In the entries below, find each line containing the word "spindle" and report every such line in full.

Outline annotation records
----

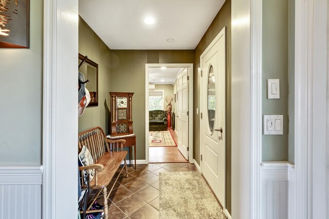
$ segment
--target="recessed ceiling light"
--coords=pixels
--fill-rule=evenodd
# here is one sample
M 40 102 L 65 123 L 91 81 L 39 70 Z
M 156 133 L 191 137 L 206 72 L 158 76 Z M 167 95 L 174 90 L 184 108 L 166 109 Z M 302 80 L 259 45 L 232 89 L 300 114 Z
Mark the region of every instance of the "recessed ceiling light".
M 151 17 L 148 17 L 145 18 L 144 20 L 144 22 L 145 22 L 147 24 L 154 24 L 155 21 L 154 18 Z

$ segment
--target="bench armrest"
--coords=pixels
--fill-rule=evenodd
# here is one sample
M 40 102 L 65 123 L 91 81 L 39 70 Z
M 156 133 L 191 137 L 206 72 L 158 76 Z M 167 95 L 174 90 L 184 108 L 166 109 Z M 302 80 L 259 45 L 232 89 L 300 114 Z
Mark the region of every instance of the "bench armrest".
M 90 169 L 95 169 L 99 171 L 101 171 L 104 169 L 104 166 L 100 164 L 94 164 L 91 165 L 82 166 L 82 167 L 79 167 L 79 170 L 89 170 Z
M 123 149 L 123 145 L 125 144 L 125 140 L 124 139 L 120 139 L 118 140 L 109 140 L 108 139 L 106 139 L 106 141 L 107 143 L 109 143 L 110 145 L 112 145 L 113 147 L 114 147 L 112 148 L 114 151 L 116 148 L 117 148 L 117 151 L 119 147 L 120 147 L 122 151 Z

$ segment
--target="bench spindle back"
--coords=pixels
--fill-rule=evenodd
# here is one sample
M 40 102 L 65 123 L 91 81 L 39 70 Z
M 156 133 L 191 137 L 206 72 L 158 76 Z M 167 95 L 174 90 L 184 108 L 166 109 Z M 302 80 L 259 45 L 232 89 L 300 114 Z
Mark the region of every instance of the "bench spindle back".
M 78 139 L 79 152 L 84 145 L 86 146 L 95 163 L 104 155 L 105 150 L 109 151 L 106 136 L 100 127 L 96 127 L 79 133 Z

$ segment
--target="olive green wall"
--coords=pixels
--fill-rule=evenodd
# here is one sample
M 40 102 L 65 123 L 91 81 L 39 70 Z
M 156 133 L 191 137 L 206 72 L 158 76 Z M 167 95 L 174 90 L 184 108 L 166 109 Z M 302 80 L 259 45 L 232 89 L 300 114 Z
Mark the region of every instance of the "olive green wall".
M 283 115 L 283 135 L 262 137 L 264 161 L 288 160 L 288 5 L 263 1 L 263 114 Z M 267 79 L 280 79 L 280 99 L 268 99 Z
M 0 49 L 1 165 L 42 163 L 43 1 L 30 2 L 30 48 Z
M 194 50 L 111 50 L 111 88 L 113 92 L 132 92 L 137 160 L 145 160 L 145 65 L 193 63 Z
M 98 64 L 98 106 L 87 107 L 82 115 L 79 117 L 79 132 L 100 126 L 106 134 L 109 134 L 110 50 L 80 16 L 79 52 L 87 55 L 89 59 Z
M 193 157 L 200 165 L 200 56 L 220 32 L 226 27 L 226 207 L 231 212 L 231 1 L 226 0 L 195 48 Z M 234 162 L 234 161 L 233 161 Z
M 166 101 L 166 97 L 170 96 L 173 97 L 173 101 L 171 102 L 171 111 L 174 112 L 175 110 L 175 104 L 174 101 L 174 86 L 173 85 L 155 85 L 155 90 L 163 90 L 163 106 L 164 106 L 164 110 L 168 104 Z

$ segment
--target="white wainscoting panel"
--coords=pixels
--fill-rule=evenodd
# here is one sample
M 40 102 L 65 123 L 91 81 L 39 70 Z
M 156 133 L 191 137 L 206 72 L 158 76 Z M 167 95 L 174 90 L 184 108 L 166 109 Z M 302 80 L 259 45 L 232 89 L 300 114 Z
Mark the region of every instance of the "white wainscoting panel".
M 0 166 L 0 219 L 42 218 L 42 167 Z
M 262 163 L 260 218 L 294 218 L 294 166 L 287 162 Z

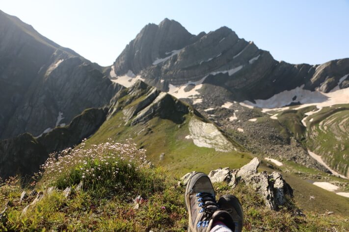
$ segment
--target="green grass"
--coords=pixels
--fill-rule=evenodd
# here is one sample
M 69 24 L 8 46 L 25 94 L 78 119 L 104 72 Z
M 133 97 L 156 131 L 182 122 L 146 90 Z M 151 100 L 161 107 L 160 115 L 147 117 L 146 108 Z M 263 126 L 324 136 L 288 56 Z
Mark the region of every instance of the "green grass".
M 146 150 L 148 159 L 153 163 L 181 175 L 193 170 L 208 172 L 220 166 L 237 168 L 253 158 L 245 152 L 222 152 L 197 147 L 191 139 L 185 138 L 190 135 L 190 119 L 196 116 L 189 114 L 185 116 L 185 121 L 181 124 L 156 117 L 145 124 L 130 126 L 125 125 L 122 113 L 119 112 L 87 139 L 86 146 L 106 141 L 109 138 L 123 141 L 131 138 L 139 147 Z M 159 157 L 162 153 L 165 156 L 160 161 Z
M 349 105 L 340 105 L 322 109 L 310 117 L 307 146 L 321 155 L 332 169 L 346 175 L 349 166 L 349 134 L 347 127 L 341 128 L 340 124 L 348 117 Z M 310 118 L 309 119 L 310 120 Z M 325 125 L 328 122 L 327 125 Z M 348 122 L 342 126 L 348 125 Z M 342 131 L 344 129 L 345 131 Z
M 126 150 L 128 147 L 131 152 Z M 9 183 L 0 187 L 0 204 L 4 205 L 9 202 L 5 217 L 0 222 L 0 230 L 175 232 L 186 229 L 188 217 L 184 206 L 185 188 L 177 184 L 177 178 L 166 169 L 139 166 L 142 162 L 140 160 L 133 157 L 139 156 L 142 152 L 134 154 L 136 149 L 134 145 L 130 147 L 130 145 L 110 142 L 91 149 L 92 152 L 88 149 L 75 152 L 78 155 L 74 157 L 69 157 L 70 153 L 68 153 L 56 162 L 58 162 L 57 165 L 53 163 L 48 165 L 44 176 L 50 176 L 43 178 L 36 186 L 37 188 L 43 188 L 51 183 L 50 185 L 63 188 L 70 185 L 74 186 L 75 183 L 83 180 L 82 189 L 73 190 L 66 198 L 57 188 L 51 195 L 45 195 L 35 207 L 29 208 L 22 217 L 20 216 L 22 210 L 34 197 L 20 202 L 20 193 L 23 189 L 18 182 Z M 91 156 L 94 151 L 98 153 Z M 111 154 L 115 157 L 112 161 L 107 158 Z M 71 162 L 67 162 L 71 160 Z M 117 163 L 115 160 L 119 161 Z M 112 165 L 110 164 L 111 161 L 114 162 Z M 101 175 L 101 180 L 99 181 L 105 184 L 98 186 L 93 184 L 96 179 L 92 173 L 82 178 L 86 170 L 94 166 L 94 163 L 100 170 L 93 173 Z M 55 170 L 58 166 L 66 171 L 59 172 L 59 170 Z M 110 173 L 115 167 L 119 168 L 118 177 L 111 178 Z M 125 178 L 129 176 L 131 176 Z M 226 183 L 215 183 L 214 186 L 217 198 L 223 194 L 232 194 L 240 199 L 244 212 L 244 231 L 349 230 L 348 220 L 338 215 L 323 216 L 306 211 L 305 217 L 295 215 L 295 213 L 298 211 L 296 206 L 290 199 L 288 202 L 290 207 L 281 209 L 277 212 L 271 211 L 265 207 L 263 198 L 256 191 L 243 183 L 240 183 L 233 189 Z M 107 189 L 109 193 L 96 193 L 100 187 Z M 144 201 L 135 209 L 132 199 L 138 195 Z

----

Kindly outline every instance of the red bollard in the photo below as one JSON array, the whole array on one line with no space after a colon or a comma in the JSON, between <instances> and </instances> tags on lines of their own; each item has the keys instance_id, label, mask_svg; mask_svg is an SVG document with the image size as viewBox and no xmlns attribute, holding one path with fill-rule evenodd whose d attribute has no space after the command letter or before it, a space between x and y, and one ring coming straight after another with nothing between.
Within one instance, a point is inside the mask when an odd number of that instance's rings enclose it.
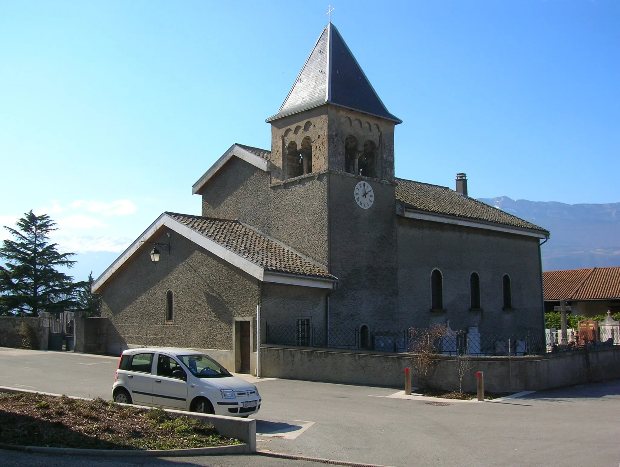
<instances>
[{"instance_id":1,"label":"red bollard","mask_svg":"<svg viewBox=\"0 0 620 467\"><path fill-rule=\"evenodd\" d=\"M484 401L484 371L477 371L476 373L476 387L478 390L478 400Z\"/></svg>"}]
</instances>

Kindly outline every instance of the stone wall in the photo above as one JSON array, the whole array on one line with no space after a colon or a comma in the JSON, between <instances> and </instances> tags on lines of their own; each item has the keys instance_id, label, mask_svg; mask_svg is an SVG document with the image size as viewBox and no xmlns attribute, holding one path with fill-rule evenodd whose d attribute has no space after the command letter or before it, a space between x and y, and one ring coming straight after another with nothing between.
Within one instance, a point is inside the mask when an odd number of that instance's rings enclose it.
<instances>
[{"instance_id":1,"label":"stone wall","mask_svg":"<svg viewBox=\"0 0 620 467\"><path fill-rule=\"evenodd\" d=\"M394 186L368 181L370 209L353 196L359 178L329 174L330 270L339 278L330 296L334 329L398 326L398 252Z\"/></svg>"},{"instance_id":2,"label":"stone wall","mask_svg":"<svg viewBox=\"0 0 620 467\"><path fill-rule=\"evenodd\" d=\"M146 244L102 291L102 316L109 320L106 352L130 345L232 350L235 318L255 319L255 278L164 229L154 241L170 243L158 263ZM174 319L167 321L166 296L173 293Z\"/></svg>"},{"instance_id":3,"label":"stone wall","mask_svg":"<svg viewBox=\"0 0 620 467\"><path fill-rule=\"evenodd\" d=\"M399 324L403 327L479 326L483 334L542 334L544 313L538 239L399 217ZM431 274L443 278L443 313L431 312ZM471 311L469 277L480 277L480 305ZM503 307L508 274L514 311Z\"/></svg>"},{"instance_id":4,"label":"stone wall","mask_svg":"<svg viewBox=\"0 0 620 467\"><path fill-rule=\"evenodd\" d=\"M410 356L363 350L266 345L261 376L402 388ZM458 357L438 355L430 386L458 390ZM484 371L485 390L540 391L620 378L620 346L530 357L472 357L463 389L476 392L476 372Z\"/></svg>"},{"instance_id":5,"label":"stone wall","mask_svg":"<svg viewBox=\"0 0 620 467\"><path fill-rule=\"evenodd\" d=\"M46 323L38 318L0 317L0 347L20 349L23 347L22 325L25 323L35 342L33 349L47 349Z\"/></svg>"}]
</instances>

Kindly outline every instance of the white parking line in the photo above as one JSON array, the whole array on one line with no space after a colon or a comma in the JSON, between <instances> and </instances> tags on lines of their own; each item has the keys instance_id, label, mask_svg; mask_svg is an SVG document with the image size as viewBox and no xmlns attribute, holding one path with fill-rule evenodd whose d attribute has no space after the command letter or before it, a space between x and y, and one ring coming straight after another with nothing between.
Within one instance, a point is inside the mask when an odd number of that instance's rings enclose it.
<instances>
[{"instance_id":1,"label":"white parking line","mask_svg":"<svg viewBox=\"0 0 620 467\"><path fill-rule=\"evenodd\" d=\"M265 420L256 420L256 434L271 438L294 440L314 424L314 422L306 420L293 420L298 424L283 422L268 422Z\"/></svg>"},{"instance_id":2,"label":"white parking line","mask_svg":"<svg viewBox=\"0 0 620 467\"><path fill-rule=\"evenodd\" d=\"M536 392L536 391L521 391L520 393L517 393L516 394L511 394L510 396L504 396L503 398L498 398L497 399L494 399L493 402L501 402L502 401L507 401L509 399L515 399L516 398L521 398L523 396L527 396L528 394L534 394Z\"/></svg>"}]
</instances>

----

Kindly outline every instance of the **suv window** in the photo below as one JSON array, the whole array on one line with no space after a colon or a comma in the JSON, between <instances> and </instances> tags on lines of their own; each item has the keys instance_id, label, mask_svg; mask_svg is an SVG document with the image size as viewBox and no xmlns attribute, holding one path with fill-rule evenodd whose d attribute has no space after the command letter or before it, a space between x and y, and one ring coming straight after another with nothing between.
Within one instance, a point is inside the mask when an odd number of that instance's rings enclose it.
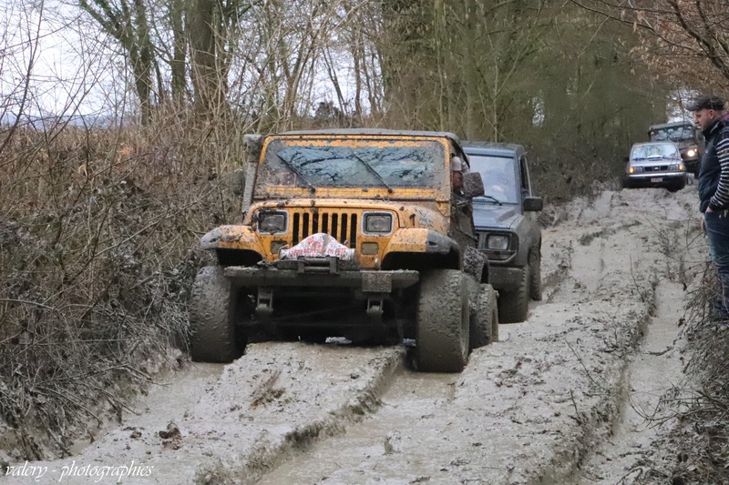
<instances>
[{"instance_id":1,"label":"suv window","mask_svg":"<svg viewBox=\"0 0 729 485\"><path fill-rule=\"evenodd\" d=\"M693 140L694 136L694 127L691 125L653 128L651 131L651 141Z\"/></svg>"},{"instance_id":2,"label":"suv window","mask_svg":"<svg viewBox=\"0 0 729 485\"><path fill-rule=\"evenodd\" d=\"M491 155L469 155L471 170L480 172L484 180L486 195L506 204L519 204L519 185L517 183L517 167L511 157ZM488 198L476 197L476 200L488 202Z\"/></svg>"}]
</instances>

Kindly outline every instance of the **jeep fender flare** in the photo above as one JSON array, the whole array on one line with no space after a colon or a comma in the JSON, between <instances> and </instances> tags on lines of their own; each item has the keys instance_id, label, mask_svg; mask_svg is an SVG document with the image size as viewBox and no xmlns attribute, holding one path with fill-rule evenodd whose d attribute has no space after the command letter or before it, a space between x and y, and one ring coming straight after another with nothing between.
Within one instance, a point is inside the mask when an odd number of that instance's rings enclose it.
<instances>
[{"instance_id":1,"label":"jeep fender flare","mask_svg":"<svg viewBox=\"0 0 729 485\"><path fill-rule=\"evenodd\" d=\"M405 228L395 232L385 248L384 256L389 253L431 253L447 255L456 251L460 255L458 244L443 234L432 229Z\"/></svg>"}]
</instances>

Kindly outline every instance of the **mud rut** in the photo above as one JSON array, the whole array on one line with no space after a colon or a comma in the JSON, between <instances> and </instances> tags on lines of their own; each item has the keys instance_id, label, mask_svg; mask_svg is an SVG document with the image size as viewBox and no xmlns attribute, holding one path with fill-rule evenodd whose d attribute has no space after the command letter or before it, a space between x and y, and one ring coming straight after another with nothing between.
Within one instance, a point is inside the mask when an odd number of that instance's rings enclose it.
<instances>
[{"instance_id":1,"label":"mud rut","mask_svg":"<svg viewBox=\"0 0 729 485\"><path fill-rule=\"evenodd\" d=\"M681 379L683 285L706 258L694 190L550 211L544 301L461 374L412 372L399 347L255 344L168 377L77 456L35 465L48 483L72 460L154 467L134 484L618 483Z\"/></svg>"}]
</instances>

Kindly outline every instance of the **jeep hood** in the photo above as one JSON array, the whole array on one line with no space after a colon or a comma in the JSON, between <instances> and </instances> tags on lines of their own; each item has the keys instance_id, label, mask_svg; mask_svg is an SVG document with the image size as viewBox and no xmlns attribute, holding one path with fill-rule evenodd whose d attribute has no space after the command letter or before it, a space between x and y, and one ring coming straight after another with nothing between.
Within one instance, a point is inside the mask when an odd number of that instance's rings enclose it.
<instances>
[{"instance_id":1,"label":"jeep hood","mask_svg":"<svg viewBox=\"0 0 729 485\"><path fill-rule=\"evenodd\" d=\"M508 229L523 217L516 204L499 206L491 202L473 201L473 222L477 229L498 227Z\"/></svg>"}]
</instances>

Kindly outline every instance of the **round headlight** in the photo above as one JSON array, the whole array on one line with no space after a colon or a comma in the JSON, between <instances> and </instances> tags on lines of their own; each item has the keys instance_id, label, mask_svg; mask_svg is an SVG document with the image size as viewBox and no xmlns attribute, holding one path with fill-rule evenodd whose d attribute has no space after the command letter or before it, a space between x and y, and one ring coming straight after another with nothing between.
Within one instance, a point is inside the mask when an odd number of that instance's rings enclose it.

----

• Response to this task:
--target="bench spindle back"
Mark the region of every instance of the "bench spindle back".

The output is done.